■ Entries supplied ■
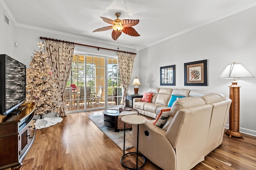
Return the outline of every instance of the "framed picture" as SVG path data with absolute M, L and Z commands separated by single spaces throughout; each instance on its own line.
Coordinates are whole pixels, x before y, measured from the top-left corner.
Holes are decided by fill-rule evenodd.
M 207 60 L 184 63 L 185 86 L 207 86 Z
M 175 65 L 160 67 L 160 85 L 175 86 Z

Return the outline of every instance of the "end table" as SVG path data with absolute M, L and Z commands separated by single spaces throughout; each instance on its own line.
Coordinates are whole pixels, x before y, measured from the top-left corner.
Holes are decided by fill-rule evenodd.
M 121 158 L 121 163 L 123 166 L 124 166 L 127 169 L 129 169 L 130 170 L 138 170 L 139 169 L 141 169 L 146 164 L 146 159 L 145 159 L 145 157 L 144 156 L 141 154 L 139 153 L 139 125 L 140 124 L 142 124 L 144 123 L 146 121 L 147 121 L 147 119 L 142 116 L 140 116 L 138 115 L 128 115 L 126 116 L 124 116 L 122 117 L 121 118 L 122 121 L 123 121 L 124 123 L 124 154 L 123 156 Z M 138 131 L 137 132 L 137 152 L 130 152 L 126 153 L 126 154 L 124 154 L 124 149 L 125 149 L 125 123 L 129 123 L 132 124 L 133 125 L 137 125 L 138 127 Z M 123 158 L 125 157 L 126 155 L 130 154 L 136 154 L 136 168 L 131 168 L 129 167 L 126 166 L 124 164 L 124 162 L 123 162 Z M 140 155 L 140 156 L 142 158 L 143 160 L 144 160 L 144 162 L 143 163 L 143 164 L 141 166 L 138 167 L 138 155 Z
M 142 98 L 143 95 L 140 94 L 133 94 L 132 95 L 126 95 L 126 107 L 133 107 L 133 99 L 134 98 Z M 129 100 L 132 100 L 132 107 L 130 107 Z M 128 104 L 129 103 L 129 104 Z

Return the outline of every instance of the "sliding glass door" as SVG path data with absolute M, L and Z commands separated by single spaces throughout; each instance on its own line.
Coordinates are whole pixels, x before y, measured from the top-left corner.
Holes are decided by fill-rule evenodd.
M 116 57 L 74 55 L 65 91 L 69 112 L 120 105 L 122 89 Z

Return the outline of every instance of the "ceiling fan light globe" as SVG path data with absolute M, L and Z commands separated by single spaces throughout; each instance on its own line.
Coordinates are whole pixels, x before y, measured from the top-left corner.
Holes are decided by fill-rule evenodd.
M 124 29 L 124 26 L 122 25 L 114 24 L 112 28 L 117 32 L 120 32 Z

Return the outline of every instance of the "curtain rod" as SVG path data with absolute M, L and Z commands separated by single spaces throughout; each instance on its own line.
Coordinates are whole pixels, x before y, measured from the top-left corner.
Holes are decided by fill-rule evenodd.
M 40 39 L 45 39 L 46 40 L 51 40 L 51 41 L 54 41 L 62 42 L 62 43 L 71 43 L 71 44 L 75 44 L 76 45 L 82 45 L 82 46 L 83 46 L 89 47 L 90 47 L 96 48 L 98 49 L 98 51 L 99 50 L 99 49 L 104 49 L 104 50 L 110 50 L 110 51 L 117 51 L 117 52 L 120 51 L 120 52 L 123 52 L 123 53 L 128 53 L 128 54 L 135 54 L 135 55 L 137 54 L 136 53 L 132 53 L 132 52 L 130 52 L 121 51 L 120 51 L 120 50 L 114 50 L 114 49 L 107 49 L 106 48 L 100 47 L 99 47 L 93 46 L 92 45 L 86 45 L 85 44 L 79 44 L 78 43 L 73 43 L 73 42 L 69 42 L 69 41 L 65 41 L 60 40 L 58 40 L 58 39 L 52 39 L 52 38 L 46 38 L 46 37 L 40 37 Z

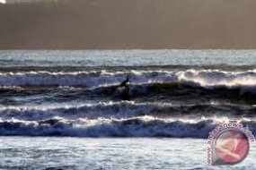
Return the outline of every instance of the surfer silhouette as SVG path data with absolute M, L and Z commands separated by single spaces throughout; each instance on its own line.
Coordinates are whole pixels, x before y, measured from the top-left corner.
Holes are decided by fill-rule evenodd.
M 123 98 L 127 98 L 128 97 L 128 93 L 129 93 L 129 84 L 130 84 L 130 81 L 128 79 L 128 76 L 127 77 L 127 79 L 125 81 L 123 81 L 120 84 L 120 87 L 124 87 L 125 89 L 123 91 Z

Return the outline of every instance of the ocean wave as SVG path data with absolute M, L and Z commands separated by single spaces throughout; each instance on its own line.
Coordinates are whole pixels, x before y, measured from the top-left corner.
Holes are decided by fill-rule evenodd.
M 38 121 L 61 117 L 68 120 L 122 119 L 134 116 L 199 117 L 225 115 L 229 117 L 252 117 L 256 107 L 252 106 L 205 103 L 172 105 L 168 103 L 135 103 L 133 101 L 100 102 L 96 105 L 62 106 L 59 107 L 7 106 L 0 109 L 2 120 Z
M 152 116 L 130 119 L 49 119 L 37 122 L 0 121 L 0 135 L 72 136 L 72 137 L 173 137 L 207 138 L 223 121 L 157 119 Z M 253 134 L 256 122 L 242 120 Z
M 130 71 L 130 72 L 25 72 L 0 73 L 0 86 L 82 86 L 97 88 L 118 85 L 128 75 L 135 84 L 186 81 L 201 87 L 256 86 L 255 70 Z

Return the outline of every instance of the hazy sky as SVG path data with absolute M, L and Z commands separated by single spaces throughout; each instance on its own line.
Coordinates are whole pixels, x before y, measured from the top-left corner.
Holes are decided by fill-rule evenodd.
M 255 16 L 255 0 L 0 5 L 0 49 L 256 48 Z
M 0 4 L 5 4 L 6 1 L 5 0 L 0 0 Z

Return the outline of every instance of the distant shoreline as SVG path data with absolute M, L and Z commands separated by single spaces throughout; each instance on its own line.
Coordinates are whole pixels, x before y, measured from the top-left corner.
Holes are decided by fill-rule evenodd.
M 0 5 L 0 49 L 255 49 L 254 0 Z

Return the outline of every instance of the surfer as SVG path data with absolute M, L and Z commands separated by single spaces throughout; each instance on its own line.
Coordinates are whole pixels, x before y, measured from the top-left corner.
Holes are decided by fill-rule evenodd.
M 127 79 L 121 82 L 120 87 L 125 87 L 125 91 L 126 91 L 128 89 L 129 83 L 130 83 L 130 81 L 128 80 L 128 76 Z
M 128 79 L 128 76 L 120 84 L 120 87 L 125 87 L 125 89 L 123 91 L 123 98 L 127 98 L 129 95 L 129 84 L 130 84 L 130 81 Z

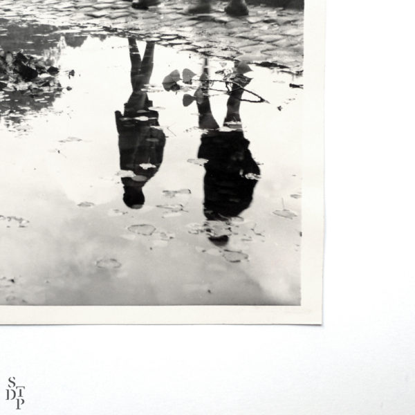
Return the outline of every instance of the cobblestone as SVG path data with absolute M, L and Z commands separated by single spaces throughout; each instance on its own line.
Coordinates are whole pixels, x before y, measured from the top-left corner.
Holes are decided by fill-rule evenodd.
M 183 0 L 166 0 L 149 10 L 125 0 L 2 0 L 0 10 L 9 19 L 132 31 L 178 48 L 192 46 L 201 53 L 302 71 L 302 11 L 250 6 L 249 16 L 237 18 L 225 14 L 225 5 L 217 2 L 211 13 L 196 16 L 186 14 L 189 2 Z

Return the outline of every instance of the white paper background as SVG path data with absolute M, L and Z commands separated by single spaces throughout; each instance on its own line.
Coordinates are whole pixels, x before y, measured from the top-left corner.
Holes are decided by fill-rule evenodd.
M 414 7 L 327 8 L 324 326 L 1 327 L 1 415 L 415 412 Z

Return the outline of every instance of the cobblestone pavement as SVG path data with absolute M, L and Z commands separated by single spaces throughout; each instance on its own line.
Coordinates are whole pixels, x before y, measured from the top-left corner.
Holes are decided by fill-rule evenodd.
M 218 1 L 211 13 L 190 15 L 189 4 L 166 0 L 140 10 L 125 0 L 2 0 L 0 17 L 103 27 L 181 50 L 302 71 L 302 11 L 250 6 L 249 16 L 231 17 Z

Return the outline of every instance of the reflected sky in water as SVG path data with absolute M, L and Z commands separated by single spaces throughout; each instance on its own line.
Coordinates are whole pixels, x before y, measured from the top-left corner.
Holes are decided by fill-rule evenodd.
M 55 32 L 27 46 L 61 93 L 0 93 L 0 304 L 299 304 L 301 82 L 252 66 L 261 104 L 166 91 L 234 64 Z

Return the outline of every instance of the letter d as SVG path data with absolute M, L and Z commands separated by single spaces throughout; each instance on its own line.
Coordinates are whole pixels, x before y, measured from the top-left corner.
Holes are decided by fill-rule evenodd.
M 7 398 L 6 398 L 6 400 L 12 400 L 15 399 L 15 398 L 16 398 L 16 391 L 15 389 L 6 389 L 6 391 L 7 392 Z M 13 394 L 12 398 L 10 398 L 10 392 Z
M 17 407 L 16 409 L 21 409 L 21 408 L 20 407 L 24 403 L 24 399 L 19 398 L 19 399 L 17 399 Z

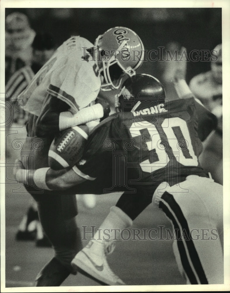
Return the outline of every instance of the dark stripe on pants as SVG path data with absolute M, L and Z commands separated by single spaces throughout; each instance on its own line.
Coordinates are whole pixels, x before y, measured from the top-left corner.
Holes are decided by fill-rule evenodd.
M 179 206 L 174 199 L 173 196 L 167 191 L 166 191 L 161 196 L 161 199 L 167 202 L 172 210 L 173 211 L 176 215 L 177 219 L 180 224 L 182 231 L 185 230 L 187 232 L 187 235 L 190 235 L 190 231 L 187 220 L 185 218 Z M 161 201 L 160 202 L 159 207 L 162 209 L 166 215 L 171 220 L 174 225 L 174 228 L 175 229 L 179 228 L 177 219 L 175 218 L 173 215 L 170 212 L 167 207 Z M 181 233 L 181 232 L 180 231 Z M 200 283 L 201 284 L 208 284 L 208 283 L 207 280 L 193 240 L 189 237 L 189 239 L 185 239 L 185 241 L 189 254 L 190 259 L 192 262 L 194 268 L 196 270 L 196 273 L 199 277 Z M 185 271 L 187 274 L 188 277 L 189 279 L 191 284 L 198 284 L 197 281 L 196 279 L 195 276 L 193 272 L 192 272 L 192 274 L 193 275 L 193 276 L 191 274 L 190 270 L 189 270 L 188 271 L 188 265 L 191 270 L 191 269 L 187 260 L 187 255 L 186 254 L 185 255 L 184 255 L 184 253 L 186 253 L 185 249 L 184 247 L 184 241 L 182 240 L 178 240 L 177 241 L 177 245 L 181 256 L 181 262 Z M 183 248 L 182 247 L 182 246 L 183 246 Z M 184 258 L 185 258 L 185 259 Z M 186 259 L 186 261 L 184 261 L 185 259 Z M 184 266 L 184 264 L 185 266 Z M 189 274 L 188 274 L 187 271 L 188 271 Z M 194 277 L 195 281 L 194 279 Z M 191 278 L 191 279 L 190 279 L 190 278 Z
--
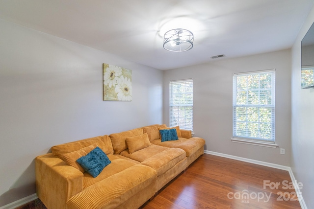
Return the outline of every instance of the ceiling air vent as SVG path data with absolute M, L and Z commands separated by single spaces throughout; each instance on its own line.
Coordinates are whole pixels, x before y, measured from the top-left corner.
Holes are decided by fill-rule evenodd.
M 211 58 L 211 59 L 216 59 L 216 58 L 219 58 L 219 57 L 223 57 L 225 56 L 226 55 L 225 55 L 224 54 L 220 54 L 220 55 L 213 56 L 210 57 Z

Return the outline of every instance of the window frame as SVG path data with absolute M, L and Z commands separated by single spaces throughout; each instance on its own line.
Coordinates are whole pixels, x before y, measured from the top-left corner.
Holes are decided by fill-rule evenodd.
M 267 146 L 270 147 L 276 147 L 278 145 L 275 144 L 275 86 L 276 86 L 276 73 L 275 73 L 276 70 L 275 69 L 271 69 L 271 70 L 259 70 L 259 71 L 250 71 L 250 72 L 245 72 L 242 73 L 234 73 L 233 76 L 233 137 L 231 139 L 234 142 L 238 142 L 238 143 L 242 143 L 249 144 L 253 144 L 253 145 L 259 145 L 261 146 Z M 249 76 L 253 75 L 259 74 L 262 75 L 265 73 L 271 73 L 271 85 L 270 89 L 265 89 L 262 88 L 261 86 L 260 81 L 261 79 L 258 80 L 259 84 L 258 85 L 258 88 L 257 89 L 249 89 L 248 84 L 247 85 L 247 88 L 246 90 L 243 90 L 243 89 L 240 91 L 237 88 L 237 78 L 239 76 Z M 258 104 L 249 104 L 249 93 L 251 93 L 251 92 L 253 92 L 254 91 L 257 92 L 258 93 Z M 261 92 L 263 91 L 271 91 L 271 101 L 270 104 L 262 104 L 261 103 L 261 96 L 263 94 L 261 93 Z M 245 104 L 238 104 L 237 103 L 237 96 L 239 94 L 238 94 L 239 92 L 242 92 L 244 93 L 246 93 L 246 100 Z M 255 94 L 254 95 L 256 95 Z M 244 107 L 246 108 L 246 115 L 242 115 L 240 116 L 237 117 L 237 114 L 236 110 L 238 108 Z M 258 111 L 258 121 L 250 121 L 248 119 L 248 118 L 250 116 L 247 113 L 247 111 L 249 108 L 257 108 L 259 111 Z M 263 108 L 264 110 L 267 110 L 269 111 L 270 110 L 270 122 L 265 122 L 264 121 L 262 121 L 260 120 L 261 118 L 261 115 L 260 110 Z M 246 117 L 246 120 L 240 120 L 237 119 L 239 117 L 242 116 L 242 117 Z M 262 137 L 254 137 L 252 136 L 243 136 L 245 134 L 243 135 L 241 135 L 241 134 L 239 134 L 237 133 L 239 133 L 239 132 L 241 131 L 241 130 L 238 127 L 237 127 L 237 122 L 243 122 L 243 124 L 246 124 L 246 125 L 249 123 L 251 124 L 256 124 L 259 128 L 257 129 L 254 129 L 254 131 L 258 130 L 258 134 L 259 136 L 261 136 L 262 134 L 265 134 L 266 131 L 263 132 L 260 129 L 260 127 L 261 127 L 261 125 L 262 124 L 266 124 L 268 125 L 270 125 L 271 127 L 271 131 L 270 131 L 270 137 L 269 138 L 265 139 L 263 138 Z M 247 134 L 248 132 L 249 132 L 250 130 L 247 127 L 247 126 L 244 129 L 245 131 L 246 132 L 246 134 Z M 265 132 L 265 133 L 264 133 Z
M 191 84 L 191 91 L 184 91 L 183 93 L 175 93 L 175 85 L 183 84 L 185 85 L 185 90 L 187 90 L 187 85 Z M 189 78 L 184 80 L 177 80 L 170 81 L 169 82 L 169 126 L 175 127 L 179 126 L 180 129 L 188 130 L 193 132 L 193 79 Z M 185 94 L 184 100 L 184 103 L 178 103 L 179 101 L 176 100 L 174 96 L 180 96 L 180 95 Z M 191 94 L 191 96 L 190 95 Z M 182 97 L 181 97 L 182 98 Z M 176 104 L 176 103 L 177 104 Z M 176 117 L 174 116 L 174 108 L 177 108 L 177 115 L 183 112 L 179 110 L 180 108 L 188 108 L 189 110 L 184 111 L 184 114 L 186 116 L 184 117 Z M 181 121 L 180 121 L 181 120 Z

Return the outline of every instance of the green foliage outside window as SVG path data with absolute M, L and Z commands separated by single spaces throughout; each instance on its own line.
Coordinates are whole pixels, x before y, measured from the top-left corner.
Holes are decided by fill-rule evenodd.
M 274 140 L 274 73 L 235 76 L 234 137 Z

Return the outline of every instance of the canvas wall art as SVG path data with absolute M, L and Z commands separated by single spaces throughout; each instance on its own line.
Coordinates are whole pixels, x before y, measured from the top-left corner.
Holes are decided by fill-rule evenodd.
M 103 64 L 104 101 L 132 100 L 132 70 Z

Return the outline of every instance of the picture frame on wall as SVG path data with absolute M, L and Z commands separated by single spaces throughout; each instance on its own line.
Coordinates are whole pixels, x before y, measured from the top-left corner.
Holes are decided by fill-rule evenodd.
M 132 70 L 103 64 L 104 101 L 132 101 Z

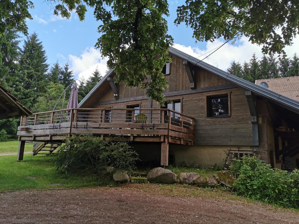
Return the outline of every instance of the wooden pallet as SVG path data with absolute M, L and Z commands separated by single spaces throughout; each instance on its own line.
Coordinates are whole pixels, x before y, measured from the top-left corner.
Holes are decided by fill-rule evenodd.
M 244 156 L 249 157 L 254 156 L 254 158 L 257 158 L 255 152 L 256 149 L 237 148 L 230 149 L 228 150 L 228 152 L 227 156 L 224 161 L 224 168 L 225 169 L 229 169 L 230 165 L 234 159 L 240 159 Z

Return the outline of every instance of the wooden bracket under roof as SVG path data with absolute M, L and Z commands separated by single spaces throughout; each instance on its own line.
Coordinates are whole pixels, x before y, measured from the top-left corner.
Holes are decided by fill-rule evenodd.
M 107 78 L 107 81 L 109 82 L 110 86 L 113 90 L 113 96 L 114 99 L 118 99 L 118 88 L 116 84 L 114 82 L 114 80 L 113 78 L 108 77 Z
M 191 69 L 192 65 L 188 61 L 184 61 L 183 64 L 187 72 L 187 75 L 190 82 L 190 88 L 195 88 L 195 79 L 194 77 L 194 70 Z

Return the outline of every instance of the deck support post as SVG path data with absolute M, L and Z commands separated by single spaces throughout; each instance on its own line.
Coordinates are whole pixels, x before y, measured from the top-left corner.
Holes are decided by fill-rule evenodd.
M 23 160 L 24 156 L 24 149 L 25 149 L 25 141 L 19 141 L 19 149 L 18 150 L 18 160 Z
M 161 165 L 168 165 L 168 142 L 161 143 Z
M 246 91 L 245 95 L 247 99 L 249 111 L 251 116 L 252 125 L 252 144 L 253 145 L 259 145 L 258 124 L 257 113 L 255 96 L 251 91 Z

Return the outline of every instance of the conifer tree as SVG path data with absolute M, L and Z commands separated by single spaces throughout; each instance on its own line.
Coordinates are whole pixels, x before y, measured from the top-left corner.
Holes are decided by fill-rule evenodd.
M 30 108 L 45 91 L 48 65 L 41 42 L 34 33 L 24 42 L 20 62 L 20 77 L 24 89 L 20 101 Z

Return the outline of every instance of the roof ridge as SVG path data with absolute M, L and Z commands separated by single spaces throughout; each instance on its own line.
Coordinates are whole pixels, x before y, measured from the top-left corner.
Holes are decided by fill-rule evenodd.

■ Set task ■
Reproduce the records above verbatim, from the line containing "Return the outline of every instance of the distant" through the line containing "M 414 7 L 327", with both of those lines included. Omit the pictures from your copy.

■ Solved problem ■
Return the outline of every instance of the distant shoreline as SVG path data with absolute M, L and Z commands separated by single spaces throughout; each instance on its own line.
Coordinates are whole pixels, x before y, measured from the top-left corner.
Holes are decided by fill-rule evenodd.
M 0 5 L 0 49 L 255 49 L 254 0 Z

Return the outline of every instance of the surfer as SVG path data with absolute M, L and Z commands separated by single spaces throughout; each instance on its own line.
Coordinates are whole pixels, x before y, measured from the top-left corner.
Holes are decided by fill-rule evenodd.
M 127 79 L 121 82 L 120 87 L 125 87 L 125 91 L 126 91 L 128 89 L 129 83 L 130 83 L 130 81 L 128 80 L 128 76 Z
M 128 79 L 128 76 L 120 84 L 120 87 L 125 87 L 125 89 L 123 91 L 123 98 L 127 98 L 129 95 L 129 84 L 130 84 L 130 81 Z

Return the outline of every instance of the cobblestone as SVG path data with absolute M, L and Z commands separated by single spaces throughout; each instance on its own line.
Coordinates are whole pixels, x before y, measured from the top-left corner.
Holes are decided by fill-rule evenodd.
M 183 0 L 166 0 L 149 10 L 125 0 L 2 0 L 0 10 L 9 19 L 132 31 L 178 48 L 192 46 L 201 53 L 302 71 L 302 11 L 250 6 L 249 16 L 237 18 L 225 14 L 225 5 L 217 2 L 211 13 L 196 16 L 186 14 L 189 2 Z

Return the outline of every instance of the white paper background as SVG path data with absolute M, L and Z commands separated by single spaces throughout; each instance on its own line.
Coordinates are whole pixels, x before y, measured from the top-left corner.
Holes are decided by fill-rule evenodd.
M 414 7 L 327 8 L 324 326 L 1 327 L 1 415 L 415 412 Z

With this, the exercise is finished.